# Do this
Count the lines in the listing below that contain the string "metal". Reply with the number only.

Dataset rows
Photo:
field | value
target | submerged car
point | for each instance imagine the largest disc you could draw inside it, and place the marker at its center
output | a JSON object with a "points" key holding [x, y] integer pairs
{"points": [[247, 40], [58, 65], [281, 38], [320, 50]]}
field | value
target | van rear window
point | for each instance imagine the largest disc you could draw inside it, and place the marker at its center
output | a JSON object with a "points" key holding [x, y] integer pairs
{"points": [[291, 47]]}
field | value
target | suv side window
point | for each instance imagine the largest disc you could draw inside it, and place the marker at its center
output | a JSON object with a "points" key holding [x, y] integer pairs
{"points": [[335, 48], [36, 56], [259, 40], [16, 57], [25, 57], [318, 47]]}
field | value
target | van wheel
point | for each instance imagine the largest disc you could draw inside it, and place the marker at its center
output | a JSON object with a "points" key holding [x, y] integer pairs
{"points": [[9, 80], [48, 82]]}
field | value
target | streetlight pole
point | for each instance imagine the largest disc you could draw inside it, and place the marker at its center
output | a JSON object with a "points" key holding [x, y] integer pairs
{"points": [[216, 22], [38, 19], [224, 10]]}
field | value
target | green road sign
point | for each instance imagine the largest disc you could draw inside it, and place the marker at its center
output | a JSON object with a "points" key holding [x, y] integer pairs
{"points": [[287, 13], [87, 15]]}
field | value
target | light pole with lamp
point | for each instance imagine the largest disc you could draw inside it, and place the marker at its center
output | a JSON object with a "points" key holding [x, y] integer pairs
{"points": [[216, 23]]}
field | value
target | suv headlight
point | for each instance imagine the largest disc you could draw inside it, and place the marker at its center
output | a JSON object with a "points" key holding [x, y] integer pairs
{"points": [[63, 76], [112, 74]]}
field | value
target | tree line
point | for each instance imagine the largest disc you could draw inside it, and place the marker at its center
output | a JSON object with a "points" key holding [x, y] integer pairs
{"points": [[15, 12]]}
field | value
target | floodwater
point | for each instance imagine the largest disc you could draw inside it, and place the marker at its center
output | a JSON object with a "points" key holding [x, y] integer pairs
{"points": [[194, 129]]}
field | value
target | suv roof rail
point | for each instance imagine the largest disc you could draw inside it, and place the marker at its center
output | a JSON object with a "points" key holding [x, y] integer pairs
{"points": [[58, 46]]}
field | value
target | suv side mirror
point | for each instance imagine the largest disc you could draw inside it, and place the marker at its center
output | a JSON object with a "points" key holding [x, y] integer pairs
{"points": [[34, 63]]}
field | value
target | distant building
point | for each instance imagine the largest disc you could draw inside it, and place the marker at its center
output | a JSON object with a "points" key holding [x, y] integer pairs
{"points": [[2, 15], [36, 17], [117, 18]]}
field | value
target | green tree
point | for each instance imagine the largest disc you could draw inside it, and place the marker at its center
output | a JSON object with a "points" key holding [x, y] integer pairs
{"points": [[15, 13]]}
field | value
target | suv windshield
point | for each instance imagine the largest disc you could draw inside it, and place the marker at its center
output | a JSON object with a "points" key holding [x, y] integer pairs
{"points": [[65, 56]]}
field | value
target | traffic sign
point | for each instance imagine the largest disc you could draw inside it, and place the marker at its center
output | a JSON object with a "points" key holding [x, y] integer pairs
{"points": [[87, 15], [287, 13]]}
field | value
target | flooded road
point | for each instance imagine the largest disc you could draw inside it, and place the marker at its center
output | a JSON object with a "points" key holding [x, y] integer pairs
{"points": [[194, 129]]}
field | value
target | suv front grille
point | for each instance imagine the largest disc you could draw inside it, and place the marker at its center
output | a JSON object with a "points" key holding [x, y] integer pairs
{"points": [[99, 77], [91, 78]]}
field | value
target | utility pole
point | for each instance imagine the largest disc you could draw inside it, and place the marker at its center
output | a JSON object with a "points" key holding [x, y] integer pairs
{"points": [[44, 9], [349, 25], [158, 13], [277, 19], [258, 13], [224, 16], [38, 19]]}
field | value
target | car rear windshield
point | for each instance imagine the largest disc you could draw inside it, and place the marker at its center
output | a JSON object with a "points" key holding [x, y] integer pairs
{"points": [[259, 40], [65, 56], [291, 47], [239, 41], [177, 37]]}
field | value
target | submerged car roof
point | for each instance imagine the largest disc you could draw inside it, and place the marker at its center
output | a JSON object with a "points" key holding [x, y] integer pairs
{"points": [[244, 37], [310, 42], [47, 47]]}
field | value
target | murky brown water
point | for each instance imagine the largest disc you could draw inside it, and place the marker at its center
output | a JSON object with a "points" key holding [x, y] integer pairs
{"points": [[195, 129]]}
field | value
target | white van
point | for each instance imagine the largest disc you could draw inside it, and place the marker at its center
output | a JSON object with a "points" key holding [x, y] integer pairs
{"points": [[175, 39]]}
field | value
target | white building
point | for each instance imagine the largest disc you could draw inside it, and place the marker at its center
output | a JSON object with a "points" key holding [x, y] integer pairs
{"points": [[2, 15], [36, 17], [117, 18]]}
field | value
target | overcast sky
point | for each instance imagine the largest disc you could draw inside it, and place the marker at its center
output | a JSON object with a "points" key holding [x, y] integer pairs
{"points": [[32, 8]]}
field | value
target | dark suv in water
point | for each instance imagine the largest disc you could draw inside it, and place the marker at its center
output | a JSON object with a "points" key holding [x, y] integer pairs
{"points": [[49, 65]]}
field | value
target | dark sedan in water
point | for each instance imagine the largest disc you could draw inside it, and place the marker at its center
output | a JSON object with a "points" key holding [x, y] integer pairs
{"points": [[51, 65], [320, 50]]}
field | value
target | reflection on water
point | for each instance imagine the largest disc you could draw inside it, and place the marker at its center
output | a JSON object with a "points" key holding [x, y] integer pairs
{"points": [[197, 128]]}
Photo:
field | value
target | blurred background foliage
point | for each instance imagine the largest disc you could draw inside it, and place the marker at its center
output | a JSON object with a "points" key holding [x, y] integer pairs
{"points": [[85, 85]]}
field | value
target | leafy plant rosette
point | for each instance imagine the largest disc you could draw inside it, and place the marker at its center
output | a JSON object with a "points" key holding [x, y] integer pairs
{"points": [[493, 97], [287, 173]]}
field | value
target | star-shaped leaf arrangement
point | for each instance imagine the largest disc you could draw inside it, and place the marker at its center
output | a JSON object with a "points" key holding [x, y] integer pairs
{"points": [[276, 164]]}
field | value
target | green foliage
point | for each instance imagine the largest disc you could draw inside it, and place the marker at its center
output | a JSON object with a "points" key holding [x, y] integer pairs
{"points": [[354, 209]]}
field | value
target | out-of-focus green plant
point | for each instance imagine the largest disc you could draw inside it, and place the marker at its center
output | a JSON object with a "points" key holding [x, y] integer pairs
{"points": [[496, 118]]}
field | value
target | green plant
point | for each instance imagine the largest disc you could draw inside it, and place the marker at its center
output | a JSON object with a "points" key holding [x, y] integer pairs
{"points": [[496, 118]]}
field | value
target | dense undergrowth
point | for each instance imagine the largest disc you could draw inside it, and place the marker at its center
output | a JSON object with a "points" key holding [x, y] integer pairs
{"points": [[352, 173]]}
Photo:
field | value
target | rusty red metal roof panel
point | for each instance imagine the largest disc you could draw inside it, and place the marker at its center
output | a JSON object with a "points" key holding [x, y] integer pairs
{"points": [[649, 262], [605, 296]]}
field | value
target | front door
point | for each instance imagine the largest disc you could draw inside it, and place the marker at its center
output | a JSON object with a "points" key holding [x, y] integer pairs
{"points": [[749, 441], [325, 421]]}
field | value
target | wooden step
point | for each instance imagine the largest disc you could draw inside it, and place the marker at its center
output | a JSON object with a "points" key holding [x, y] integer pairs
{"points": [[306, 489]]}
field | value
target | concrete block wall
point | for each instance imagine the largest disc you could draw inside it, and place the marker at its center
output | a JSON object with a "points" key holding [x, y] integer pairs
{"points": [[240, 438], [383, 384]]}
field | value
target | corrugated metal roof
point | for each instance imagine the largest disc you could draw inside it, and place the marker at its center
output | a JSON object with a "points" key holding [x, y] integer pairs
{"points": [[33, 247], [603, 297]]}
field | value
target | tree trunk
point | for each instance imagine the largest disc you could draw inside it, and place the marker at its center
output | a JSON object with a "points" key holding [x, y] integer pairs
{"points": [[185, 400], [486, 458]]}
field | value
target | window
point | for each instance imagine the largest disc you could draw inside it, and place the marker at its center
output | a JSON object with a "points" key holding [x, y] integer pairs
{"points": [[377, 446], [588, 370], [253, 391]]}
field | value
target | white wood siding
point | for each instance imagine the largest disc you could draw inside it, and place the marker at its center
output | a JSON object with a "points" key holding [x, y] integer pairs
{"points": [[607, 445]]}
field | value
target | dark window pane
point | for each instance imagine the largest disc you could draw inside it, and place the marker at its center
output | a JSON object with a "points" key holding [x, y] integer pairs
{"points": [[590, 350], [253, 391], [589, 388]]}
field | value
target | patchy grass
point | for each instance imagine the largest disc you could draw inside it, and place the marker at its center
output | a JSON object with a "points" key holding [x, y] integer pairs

# The output
2